BRIEF:
Repeat exactly the lines from the line containing "Where can the castle" to the last line of the listing, including both.

'''

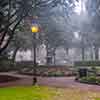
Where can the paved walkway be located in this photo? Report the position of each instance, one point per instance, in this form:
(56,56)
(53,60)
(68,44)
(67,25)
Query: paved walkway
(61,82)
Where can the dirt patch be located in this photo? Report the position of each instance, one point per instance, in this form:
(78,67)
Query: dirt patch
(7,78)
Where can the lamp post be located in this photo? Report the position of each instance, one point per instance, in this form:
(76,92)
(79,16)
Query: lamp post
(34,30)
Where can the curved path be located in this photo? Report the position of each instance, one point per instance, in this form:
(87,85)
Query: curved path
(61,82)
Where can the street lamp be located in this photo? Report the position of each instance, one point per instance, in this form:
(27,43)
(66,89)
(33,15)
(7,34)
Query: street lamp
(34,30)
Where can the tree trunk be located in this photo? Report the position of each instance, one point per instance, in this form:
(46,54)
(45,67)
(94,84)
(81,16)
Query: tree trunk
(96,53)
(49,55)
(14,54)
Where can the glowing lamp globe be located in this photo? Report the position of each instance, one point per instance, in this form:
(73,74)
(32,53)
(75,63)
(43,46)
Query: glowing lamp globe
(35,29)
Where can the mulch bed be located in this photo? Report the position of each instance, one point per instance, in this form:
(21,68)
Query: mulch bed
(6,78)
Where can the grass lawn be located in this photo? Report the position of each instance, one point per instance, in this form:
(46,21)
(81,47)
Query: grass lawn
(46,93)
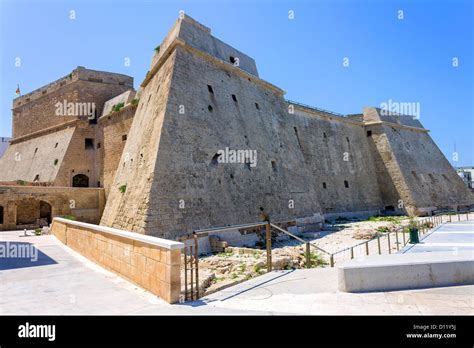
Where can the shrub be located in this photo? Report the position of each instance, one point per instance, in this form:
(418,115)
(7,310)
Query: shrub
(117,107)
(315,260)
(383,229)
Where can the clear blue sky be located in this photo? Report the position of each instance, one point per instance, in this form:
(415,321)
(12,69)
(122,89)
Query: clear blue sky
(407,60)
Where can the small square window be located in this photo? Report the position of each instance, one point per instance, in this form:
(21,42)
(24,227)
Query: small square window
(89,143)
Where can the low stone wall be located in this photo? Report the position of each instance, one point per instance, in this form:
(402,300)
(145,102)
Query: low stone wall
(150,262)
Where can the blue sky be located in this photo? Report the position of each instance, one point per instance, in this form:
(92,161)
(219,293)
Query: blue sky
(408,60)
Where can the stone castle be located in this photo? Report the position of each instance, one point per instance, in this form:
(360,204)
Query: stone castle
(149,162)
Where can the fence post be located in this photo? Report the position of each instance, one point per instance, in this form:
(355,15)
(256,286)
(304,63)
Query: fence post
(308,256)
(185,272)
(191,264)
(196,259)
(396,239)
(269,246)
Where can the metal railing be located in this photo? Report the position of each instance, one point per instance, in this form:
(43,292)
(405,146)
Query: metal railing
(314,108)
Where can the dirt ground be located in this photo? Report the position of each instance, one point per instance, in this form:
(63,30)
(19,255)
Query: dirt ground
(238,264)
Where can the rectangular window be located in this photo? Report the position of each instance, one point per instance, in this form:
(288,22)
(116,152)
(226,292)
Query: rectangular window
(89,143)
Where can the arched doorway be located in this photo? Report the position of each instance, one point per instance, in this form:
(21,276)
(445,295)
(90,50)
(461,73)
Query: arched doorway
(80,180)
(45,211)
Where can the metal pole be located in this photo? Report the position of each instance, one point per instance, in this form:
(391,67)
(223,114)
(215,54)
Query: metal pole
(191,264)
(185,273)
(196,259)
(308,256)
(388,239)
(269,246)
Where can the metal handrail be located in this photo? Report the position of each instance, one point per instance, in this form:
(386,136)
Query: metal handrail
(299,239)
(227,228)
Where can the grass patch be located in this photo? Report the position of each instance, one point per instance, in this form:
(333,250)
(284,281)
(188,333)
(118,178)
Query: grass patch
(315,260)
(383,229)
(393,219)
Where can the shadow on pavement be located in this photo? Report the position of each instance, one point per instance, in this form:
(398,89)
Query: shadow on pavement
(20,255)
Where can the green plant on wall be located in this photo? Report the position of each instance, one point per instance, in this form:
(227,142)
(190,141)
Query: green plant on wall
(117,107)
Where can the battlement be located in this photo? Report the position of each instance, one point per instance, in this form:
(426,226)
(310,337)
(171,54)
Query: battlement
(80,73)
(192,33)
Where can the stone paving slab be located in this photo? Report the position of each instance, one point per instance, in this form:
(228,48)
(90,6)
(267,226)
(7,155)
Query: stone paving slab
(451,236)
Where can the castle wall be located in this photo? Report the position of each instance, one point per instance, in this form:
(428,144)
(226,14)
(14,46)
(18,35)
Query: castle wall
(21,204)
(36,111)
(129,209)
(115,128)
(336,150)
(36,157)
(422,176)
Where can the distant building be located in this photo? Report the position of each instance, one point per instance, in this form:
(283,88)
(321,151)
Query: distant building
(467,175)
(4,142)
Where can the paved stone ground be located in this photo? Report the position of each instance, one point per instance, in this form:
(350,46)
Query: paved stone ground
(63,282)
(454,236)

'''

RESULT OF THIS EXERCISE:
Where can the castle wall be located in this photo? Report the position of each instance, one point per instance, in this form:
(428,144)
(226,14)
(14,46)
(18,35)
Query: castle wall
(21,204)
(36,111)
(129,209)
(115,128)
(336,150)
(36,157)
(422,176)
Where can the distant building be located in this photo? Report the position of each instance, one point per instance, in this form:
(283,88)
(321,151)
Query: distant building
(467,175)
(4,142)
Where can the paved stone ground be located in this photo? Report the position of each instance, one point per instance, in this form:
(350,46)
Query: paved stone ground
(63,282)
(454,236)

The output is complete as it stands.